**Your task**
Each line in the listing below that contains "white" should be returned.

**Working data**
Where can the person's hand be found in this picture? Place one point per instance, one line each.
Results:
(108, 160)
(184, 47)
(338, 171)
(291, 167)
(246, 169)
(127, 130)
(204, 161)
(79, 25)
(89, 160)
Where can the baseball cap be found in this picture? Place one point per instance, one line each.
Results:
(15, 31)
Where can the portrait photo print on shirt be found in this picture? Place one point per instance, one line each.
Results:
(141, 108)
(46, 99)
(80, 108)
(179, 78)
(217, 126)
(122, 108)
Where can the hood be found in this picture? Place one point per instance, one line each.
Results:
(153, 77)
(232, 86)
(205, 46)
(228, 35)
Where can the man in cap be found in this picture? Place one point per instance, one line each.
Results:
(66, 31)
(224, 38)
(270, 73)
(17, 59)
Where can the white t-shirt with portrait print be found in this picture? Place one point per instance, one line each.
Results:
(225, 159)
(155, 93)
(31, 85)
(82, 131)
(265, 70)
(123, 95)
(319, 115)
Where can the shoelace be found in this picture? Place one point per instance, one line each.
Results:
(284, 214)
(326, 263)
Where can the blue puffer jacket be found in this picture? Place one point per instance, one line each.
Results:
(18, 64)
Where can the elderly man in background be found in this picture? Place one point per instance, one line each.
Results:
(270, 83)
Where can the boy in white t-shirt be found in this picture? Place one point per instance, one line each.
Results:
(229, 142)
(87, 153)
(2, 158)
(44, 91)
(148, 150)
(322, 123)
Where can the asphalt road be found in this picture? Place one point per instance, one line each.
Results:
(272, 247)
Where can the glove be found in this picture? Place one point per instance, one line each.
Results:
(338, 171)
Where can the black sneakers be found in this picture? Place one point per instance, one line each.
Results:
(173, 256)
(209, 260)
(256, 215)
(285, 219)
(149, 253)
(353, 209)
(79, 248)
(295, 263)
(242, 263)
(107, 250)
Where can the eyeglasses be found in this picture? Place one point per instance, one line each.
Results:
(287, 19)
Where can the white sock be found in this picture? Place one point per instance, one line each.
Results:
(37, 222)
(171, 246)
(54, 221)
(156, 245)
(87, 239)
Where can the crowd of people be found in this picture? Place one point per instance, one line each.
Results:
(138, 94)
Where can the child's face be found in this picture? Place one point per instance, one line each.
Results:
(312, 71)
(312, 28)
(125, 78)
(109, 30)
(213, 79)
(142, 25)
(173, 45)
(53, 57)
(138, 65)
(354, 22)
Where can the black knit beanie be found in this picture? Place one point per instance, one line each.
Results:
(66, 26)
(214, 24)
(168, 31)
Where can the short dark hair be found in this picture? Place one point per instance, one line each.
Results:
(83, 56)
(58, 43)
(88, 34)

**Answer to the problem**
Where can the white t-shirt with portrait print be found in this picture? Place one point per instance, one line each.
Where can the boy in white t-shirt be found in this picture? Place one point per instance, one line each.
Where can the white sock be found in this picture? Place one point per instance, one line each.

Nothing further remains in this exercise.